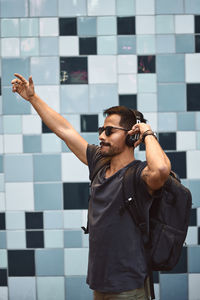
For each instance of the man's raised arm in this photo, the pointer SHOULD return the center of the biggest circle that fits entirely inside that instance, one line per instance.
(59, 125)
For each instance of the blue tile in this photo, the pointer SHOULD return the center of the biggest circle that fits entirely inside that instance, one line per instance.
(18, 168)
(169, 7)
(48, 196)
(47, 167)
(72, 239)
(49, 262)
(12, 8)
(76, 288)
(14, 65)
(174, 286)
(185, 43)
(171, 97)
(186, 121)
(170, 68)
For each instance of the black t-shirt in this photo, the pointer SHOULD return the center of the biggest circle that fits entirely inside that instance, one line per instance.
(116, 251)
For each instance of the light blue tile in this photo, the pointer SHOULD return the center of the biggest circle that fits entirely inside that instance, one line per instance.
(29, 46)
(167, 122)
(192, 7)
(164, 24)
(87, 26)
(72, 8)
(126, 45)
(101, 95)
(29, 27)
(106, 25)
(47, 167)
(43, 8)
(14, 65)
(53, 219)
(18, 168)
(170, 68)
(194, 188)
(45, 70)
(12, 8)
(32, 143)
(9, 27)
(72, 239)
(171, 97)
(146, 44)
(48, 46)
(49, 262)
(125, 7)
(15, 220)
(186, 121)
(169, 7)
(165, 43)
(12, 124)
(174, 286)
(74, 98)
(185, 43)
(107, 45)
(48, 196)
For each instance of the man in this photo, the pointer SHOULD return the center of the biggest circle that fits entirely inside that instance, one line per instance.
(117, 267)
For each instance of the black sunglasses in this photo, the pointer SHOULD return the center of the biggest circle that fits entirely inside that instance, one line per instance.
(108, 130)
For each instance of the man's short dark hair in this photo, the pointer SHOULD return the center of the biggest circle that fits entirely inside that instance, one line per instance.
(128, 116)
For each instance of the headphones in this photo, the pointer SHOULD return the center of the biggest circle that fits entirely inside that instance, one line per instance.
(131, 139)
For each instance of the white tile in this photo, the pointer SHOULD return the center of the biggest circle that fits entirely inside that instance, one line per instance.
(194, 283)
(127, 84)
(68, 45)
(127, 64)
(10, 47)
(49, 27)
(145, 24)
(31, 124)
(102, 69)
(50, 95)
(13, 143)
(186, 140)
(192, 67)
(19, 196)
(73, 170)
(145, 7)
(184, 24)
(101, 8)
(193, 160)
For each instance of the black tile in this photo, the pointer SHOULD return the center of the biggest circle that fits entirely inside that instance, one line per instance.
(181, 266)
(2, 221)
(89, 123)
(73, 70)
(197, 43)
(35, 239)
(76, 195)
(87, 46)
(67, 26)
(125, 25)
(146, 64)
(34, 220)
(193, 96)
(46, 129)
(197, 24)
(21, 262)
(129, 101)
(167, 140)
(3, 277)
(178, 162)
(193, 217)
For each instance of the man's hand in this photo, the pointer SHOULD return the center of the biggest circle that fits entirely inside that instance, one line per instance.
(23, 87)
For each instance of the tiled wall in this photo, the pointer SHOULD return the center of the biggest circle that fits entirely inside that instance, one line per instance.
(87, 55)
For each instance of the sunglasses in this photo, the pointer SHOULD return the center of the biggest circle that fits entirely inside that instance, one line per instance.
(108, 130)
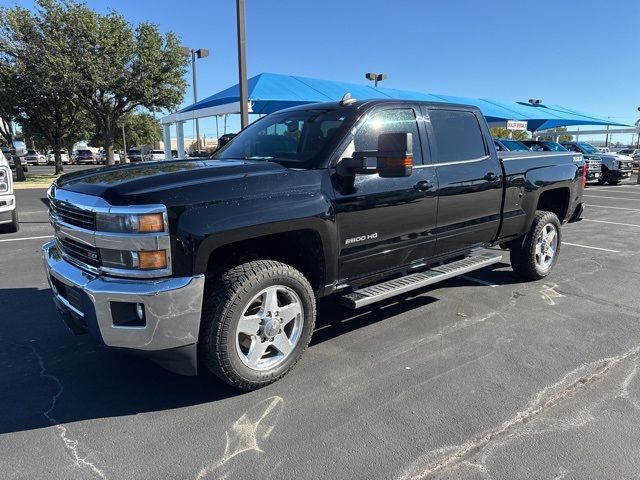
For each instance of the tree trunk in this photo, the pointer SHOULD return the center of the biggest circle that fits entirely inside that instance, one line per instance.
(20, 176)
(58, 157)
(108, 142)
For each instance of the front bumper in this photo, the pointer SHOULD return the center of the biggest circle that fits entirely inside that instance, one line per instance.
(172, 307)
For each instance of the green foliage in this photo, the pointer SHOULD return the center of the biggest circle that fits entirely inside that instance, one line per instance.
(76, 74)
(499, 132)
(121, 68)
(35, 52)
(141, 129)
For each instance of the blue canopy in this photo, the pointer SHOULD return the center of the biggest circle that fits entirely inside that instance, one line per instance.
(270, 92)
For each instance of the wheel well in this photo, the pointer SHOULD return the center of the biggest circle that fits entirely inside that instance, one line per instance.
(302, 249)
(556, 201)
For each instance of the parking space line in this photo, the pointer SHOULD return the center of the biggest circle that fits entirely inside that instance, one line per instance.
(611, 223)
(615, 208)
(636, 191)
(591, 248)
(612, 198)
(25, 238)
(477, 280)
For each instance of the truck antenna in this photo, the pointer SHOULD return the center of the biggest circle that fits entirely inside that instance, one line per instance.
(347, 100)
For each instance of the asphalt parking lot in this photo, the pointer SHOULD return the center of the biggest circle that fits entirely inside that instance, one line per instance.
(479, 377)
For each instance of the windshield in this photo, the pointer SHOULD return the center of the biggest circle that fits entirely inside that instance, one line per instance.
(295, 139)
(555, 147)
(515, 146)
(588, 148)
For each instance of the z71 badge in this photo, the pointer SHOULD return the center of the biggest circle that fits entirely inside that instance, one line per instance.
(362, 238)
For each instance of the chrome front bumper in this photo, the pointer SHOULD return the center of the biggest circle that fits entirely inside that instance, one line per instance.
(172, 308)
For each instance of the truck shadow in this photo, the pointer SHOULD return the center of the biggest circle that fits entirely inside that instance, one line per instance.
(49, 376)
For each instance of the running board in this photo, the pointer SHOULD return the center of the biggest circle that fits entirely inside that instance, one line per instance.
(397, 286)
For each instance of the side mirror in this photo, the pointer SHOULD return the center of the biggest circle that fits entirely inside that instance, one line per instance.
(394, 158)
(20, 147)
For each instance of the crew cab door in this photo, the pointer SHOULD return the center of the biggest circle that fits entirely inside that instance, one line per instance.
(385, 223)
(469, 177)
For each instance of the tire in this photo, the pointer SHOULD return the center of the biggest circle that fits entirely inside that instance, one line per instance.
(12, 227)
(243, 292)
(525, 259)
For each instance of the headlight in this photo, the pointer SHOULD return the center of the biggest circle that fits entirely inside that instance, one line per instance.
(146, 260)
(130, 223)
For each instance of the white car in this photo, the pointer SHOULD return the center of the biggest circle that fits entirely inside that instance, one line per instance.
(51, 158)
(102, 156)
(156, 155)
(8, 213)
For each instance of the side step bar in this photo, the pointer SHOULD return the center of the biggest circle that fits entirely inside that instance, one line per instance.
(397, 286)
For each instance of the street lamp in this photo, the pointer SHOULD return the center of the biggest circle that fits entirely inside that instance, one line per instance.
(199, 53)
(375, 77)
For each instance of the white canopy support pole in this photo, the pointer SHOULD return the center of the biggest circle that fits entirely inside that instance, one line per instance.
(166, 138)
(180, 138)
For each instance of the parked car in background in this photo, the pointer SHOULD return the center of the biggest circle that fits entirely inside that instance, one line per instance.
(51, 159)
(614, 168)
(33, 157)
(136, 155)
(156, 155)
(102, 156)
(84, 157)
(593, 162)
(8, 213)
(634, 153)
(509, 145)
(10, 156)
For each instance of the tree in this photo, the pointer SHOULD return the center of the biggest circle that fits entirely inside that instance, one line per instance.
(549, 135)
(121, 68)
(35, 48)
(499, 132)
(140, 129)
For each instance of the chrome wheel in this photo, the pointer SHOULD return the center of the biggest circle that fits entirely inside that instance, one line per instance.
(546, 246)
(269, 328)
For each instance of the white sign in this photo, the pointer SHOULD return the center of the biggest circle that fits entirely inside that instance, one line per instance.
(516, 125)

...

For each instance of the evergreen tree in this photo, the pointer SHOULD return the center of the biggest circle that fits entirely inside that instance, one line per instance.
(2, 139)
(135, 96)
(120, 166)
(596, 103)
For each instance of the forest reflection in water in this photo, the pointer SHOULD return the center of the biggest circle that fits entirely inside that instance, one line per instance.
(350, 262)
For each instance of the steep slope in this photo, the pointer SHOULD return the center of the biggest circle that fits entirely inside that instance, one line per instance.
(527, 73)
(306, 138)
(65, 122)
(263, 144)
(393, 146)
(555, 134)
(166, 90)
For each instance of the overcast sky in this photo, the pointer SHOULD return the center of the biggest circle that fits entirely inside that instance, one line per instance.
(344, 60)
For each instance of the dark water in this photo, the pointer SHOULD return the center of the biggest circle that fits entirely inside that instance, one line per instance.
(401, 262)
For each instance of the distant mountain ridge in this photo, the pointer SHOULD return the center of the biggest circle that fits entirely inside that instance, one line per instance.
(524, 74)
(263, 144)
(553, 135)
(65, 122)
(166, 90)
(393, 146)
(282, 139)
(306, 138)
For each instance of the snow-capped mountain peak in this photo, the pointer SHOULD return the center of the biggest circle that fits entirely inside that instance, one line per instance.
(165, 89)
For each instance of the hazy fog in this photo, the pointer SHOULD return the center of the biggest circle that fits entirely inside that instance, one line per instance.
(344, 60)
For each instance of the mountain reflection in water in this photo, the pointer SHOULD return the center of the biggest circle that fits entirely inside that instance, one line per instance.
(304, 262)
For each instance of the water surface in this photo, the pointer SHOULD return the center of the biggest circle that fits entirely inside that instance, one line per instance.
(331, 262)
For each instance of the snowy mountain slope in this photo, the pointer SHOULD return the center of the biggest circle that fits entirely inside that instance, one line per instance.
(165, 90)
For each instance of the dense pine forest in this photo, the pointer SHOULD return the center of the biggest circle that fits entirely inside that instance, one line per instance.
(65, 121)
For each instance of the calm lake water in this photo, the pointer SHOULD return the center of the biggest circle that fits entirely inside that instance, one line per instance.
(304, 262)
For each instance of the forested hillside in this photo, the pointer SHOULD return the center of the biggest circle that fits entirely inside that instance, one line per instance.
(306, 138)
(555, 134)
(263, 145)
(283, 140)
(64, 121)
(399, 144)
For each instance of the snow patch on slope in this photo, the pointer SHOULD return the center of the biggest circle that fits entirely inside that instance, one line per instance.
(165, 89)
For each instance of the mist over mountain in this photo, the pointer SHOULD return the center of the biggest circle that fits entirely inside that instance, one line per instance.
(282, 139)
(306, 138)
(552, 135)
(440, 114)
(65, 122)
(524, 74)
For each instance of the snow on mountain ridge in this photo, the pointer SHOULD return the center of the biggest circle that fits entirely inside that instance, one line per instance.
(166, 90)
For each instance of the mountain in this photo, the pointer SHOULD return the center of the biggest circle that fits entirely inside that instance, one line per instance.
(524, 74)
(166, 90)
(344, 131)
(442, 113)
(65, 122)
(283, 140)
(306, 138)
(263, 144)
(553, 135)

...

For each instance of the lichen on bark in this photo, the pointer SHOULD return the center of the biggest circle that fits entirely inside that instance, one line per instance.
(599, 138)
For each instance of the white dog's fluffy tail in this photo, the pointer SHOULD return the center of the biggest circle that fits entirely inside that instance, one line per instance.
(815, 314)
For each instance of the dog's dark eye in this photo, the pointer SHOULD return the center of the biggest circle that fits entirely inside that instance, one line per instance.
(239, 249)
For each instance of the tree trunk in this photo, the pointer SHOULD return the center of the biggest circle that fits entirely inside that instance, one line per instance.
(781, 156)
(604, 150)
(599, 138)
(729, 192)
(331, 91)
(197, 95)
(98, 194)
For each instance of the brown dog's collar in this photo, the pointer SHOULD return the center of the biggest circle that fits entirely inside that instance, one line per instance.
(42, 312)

REQUIRED WORK. Pick out every line in the listing above that contains the word "black". Case matters.

COMPLETE OUTPUT.
For each instance of the black t-shirt in this photo, the pointer SHOULD return the center of the biggest circle that fits entirely inside that instance, one line per instance.
For each instance of the black sunglasses in this photo, the pointer SHOULD return the center of the biggest circle that fits entirely inside that instance, one line per instance.
For each instance of the black tile in this photo, the pointer SHOULD return the center of the biggest circle that fits entirely inside that instance, one line per instance.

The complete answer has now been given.